-- START Records for this task --
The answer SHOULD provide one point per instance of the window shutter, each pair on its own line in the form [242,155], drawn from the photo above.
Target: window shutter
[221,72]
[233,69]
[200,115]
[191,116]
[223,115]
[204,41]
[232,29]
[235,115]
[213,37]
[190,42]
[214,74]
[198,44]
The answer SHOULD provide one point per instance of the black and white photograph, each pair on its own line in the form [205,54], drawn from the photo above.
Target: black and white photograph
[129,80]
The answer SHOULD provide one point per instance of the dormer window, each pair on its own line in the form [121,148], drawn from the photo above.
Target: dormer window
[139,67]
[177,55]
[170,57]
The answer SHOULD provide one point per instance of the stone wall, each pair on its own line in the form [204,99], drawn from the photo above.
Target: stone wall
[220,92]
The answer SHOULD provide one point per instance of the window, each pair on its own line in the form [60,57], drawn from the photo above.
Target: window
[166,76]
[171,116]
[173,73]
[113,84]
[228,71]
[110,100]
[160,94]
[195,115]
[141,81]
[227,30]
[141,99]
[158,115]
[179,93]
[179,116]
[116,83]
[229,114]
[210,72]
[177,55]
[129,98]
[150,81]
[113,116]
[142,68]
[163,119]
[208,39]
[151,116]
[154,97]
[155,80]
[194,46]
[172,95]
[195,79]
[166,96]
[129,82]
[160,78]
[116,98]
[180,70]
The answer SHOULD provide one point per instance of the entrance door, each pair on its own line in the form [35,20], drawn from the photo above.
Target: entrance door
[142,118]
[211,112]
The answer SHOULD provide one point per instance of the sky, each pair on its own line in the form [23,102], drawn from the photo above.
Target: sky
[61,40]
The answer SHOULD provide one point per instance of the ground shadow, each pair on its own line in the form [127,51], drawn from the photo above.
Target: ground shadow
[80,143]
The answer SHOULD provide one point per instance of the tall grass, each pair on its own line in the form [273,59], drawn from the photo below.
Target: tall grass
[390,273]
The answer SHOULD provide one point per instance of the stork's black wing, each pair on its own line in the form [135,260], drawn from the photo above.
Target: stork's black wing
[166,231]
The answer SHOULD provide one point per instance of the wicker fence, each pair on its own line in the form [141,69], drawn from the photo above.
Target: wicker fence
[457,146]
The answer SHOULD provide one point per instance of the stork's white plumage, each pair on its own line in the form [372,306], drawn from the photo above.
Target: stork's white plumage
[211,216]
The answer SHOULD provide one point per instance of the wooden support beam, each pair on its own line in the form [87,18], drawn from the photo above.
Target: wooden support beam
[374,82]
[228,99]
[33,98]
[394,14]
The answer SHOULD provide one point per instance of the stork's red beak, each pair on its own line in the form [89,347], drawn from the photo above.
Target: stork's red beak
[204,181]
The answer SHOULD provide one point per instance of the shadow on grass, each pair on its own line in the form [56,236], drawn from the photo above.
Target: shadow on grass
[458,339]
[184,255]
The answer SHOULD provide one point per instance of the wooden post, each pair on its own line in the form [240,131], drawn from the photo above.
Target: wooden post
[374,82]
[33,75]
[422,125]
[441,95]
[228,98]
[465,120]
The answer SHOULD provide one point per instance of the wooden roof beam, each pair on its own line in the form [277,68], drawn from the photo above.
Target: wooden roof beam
-- END Records for this task --
Send back exactly the lines from the line with "[89,347], drawn from the photo above." through the end of the records.

The answer SHOULD provide one point per instance of the stork's red beak, each pair on its own line in the form [89,347], drawn from the photo above.
Target: stork's red beak
[204,181]
The answer SHOULD provide one point per instance of the shadow on grass, each pair on its own line in the form [56,236], drawn from the photo above.
Target: shadow on grass
[458,339]
[184,255]
The answer SHOULD provide one point per instance of the wooden post, each pair on its own line in the form [240,131], drawn from the photo above.
Target: wooden post
[374,82]
[33,75]
[422,125]
[441,95]
[228,98]
[465,120]
The answer SHOULD provide one point per instance of the wooden roof beam, each pair on its own line in the form [277,68], drawn from the photo above.
Target: wooden roof beam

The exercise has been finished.